[begin TEXT]

It is interesting how full range drivers usually occupy back horns (tho not always). I believe it's due to a different mindset in building speakers. Rather than build boxes containing drivers optimized for specific frequencies and blend them via crossover networks, a full range driver often only requires bass augmentation. Therefore, full range drivers offer a more simple solution in what are most certainly more complicated cabinets.

The Fostex 126, among others, are excellent candidates for back horns.
 
Small wide-range drivers often need horn loading because...

- the cone is small. This makes it relatively ineffective at exciting lots of air in one go (like in a sealed cabinet, where only the front of the driver is exciting the room). Exciting lots of air is needed for low frequencies. Many people have subwoofers. 18" drivers are used pretty often, as they are able to shift a lot of air.
- so, we need a way of getting the small driver to be coupled (and therefore able to move) more air. We do this with an expanding (in area) tube. This mechanically couples (ie, in a controlled way) the small driver to a much larger amount of air. This means, when the cone moves back and forth, the 4" cone is coupled to as much air as an 18" cone (for example). Clearly, this extra coupling will increase low frequency output.

Chris
 
:D I love this forum! One beginner who is clever enough to ask and two old hands giving, combining both postings, a very sensible explanation.
And as to Zilla´s comment about doing it per compooter...too right.
In olden days (and nobody wants them back) you had one set of formulas each for horn/bass reflex/transmission line and it took you hours with pen and paper to calculate just one - only to spend time and money to build a trial version and fall flat on your face. Horn builders never have a cold workshop, there´s always enough wood from the last trial to heat the place.

[end TEXT]
[begin STORED DATA]

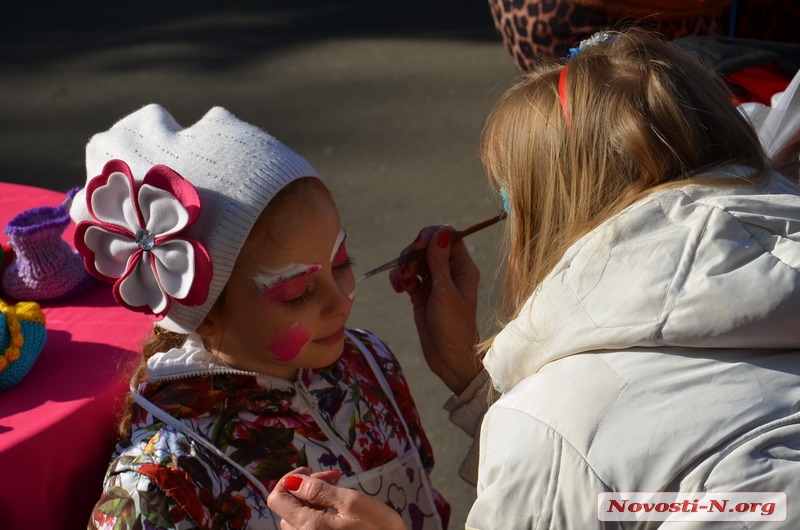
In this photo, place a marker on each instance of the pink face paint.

[end STORED DATA]

INSTRUCTION 1: Which driver does the forum thread on back horns name as an excellent candidate for back horns?
INSTRUCTION 2: In the forum thread on back horns, which enclosure types each had their own set of formulas in olden days?
INSTRUCTION 3: Resume the forum thread on back horns after its last sentence.
The material plays no part in this.

WRITTEN RESPONSE 1: The Fostex 126.

WRITTEN RESPONSE 2: Horn, bass reflex, transmission line

WRITTEN RESPONSE 3:
Those formulas are correct, don´t misunderstand, but they are but fence posts - you can sit on one or the other. The programs available nowadays allow you to think a horn that is a bit bassreflexish and feels like a TL - instead of sitting on just one fence post you have the whole meadow to play in.

Even nicer - you don´t have to. There are enough plans available, and the friends who have built any are always happy to tell you wheter this, that, or the other one would be best for your room.

Pit
 
All the folds in a traditional horn work instead of stuffing to kill off mid and high frequencies. The usual rationalization goes that it's a more efficient way of doing the job. Trouble is that all the resonating parts introduce slight colourization to the sound, are very inflexible when it comes to tuning and are not at all efficient when it comes to building.
I have the suspicion that they are mostly advocated by people who like to build unnecessarily complicated things and show them off to each other. ;)

The simple folded pipe has been known for years and years but simple things are less impressive and therefore must be worse...
 
Plus he keeps you away from machinery that tries to bite your fingers off - good man to have in the workshop.:rolleyes:


I think Dave was talking about mr661 - sure I generally keep him away from dangerous power tools, and while my brain and other "vital" organs could certainly be described as spongy - I would definitely fail the youth test. I have chisels on my work bench older than Chris661 and Rullnuks combined. OK, they're no longer the sharpest ...., make your own joke :rolleyes:
 
Thanks, guys.
As people whose opinions I trust, your words are much appreciated.

What sort of power tools would be called dangerous?
I've sustained more (granted, minor) injuries from hand tools, though that was when I was inexperienced with such things.

hm - having now heard the FE126eN in a FH3, I can assure you that excursion never becomes an issue - the cone barely moved (only just visibly) with decent listening levels (too loud for a proper conversation), powered by a low power valve amp. As these speakers are most likely to be used with valve amplifiers, in smaller rooms (I'm not saying they can't play in larger rooms, just that their dimensions makes them suitable for a smaller-room system), they go loud enough, before passing Xmax.

Anyway, I should probably go and get ready for college.
Chris
 
"hm - having now heard the FE126eN in a FH3, I can assure you that excursion never becomes an issue - the cone barely moved (only just visibly) with decent listening levels (too loud for a proper conversation), powered by a low power valve amp. As these speakers are most likely to be used with valve amplifiers, in smaller rooms (I'm not saying they can't play in larger rooms, just that their dimensions makes them suitable for a smaller-room system), they go loud enough, before passing Xmax."

Thats believe not knowledge, show us measurements, impedance and or simulations
you have made for construction.
If you only listen below householt levels than tell us, max. SPL can be only ~85 dB max.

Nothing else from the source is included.